:: Task directions ::
Everything in the listing below has to be repeated exactly, except the pictures.
Data for review section start
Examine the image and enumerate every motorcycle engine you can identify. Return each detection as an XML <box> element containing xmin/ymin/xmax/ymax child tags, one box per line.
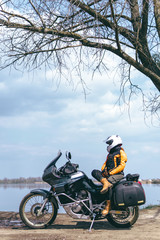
<box><xmin>71</xmin><ymin>190</ymin><xmax>88</xmax><ymax>213</ymax></box>
<box><xmin>63</xmin><ymin>190</ymin><xmax>90</xmax><ymax>219</ymax></box>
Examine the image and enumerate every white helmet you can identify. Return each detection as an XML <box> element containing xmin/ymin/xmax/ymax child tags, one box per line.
<box><xmin>104</xmin><ymin>135</ymin><xmax>122</xmax><ymax>153</ymax></box>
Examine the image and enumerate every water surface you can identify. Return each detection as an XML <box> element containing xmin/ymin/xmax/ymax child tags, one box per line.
<box><xmin>0</xmin><ymin>183</ymin><xmax>159</xmax><ymax>212</ymax></box>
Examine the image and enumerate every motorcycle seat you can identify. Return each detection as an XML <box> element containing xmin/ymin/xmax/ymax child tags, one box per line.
<box><xmin>88</xmin><ymin>179</ymin><xmax>103</xmax><ymax>191</ymax></box>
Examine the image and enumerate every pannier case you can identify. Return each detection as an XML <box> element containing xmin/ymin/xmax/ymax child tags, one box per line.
<box><xmin>113</xmin><ymin>181</ymin><xmax>146</xmax><ymax>207</ymax></box>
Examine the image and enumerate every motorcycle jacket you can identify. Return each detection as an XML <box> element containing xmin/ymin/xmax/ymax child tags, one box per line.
<box><xmin>101</xmin><ymin>145</ymin><xmax>127</xmax><ymax>176</ymax></box>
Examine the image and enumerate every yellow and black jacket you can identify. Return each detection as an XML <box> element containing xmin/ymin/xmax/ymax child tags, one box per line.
<box><xmin>101</xmin><ymin>145</ymin><xmax>127</xmax><ymax>176</ymax></box>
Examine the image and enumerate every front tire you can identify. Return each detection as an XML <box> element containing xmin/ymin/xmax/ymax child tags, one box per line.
<box><xmin>107</xmin><ymin>206</ymin><xmax>139</xmax><ymax>228</ymax></box>
<box><xmin>19</xmin><ymin>192</ymin><xmax>58</xmax><ymax>229</ymax></box>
Data for review section end
:: Solution for this task ::
Examine the image and enumerate every motorcycle engine you can identify. Return each detection as an XML <box> element containing xmin/ymin/xmax/ymax child tags, one box per line.
<box><xmin>71</xmin><ymin>190</ymin><xmax>88</xmax><ymax>213</ymax></box>
<box><xmin>63</xmin><ymin>190</ymin><xmax>90</xmax><ymax>219</ymax></box>
Examine the image and enumerate every white helmet you can identify. Return each detection as an XML <box> element containing xmin/ymin/xmax/ymax child tags, one box per line.
<box><xmin>104</xmin><ymin>135</ymin><xmax>122</xmax><ymax>153</ymax></box>
Examine the image and enumerate every water surface you can identify. Return each detection as an XML <box> element containing xmin/ymin/xmax/ymax child tags, one box per line.
<box><xmin>0</xmin><ymin>183</ymin><xmax>159</xmax><ymax>212</ymax></box>
Examine the image and enumerate every motorcycle seat you can identify. Return each detection as an XML <box> element containing xmin/ymin/xmax/ymax child tags, one box per line.
<box><xmin>88</xmin><ymin>179</ymin><xmax>103</xmax><ymax>191</ymax></box>
Examine the image and enumerate every pannier case you can identify. Return each detection as an XML <box> element containing xmin/ymin/xmax/ymax child tags, one box per line.
<box><xmin>113</xmin><ymin>181</ymin><xmax>146</xmax><ymax>207</ymax></box>
Examine the image and enumerate every motorcycle jacket you can identify. Return each detection as an XML <box> element containing xmin/ymin/xmax/ymax child tags, one box per line.
<box><xmin>101</xmin><ymin>145</ymin><xmax>127</xmax><ymax>176</ymax></box>
Examine the image and enumerate every yellow and black jacket you can identify. Return each detection as an XML <box> element containing xmin/ymin/xmax/ymax child tags, one box per line.
<box><xmin>101</xmin><ymin>145</ymin><xmax>127</xmax><ymax>176</ymax></box>
Examine the image and enumerate every front tire you can identify. Return each detection as an XML <box> element containing xmin/ymin/xmax/ymax child tags, one box per line.
<box><xmin>107</xmin><ymin>206</ymin><xmax>139</xmax><ymax>228</ymax></box>
<box><xmin>19</xmin><ymin>192</ymin><xmax>58</xmax><ymax>229</ymax></box>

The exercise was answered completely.